**Description of the task**
This exercise calls for every record to be set down exactly.

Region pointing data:
***

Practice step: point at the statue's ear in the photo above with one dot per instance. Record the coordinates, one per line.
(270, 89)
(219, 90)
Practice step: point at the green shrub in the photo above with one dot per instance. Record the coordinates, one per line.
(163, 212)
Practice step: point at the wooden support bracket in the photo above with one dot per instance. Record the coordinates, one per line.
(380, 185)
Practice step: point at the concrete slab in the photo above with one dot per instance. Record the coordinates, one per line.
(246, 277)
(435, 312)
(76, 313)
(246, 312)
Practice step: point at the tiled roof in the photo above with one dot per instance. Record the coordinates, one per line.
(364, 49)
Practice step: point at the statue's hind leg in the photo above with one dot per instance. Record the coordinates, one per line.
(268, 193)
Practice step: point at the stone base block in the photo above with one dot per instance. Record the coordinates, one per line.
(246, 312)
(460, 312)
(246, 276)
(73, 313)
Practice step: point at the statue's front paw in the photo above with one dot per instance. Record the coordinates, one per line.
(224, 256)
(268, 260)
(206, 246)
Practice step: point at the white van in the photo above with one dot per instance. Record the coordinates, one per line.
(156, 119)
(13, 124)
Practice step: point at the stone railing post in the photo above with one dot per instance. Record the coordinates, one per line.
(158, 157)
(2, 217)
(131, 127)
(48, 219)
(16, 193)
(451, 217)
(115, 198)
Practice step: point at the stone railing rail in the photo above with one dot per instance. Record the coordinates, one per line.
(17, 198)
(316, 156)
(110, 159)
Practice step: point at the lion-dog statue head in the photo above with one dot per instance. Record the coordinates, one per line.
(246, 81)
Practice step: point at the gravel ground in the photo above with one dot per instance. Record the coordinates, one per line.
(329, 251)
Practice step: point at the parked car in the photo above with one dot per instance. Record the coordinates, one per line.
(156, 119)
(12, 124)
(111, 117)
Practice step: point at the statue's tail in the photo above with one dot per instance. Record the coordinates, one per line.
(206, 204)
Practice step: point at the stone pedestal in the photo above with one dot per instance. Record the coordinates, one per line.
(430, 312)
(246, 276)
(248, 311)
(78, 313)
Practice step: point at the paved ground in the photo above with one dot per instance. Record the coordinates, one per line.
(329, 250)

***

**Output for this task**
Practice step: point at the statue's ear in the photo above with one dot per instance. Record the coordinates, one per line.
(270, 89)
(219, 90)
Practice step: point at the green shrub in the photo above with one dot per instance. Record the coordinates, one per line.
(163, 212)
Practice step: point at the wooden support bracket in the photo above with one dot per instance. Record the coordinates, one per line.
(380, 185)
Practice step: point at the concrete slab in the photo above with one dot per instance. Record the coordinates, one per line.
(246, 277)
(435, 312)
(76, 313)
(246, 312)
Practice step: point at the tiled roof in the photo above with one dot per instance. Record the coordinates, one per line.
(364, 49)
Practice step: point at the statue's hind leg in the photo above with one dot per instance. Record the coordinates, one per line.
(268, 193)
Practice step: point at the stone base block in the photo above with one dot per instance. Record the coordinates, one per line.
(246, 312)
(460, 312)
(246, 276)
(73, 313)
Practice step: point at the statue's front paw in the photo above with one dot per instance. Record the coordinates, one per line.
(224, 256)
(268, 260)
(206, 246)
Practice step: point at the white van in the photo above with one dot per instance. Record the coordinates, one per line.
(156, 119)
(13, 124)
Practice step: point at the stone railing post in the photo above with one dot per instance. Record the coordinates, one per line.
(158, 157)
(2, 217)
(131, 127)
(48, 219)
(16, 193)
(451, 217)
(115, 198)
Practice step: point at the stone railing rail in the photo above with one dot per instance. Record the coordinates, one per line.
(17, 198)
(316, 156)
(110, 159)
Practice step: point at the lion-dog statue head in the photo above with one dot per instance. Record the coordinates, one per line.
(246, 81)
Practice step: point at the gravel ground in the photo above with one dot per instance. Record the coordinates, one per line.
(329, 251)
Practice step: point at the parked car in the photo above with one dot per instance. Record the coordinates, one per line.
(156, 119)
(12, 124)
(111, 117)
Practice step: point at the statue's tail in the photo above with one dot per instance. Record the coordinates, one per line.
(206, 204)
Practice step: point at the stone pedestal in the photo above with one dot per instance. Record the coordinates, one per line.
(430, 312)
(246, 276)
(248, 311)
(78, 313)
Practice step: point at the paved ground in the photo above with one dot per instance. Record the coordinates, one per line.
(329, 250)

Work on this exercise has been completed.